* Exercise brief
Collect each line of the listing below that contains the word "roof" and copy it in full.

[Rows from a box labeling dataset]
— start —

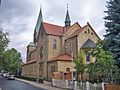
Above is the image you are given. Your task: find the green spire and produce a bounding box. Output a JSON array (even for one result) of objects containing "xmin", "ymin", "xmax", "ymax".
[
  {"xmin": 65, "ymin": 4, "xmax": 71, "ymax": 27},
  {"xmin": 35, "ymin": 7, "xmax": 43, "ymax": 33}
]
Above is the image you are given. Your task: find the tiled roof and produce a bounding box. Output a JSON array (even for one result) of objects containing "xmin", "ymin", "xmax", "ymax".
[
  {"xmin": 43, "ymin": 22, "xmax": 64, "ymax": 36},
  {"xmin": 69, "ymin": 25, "xmax": 87, "ymax": 38},
  {"xmin": 23, "ymin": 59, "xmax": 36, "ymax": 66},
  {"xmin": 82, "ymin": 39, "xmax": 96, "ymax": 48},
  {"xmin": 48, "ymin": 53, "xmax": 74, "ymax": 62}
]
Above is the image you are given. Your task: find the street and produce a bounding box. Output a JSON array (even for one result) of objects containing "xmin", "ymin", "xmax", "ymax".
[{"xmin": 0, "ymin": 77, "xmax": 45, "ymax": 90}]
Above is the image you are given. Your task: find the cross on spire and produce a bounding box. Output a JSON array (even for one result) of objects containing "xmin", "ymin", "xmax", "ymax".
[{"xmin": 65, "ymin": 3, "xmax": 71, "ymax": 27}]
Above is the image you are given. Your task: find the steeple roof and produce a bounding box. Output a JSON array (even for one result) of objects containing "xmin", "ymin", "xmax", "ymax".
[
  {"xmin": 35, "ymin": 8, "xmax": 43, "ymax": 33},
  {"xmin": 65, "ymin": 4, "xmax": 71, "ymax": 27},
  {"xmin": 82, "ymin": 39, "xmax": 96, "ymax": 48}
]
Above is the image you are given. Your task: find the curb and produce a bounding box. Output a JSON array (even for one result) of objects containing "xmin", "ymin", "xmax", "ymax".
[{"xmin": 15, "ymin": 78, "xmax": 65, "ymax": 90}]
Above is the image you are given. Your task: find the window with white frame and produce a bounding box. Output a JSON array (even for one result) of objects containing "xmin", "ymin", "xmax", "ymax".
[{"xmin": 52, "ymin": 38, "xmax": 56, "ymax": 49}]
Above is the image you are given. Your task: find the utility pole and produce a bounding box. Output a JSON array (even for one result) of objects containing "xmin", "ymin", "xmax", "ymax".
[{"xmin": 70, "ymin": 43, "xmax": 74, "ymax": 90}]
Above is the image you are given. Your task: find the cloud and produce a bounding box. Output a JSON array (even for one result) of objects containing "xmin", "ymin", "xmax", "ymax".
[{"xmin": 0, "ymin": 0, "xmax": 107, "ymax": 60}]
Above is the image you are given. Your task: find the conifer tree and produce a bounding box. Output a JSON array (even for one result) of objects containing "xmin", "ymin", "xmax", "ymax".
[{"xmin": 104, "ymin": 0, "xmax": 120, "ymax": 67}]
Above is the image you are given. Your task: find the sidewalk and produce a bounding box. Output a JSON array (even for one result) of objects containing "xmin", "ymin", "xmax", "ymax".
[{"xmin": 15, "ymin": 78, "xmax": 65, "ymax": 90}]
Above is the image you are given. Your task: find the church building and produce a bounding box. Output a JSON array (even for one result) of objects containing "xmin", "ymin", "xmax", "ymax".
[{"xmin": 22, "ymin": 8, "xmax": 100, "ymax": 80}]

— end —

* Reply to the task
Above is the image you are given. Your task: find the tiled roof and produce a bounding box. Output a JSON array (even for one result) of objects containing "xmin", "ymin", "xmax", "ymax".
Above is the image you are given. Your task: find the steeple roof and produce a bounding box. Output a JSON array (even for one result) of objects containing "xmin", "ymin", "xmax", "ymax".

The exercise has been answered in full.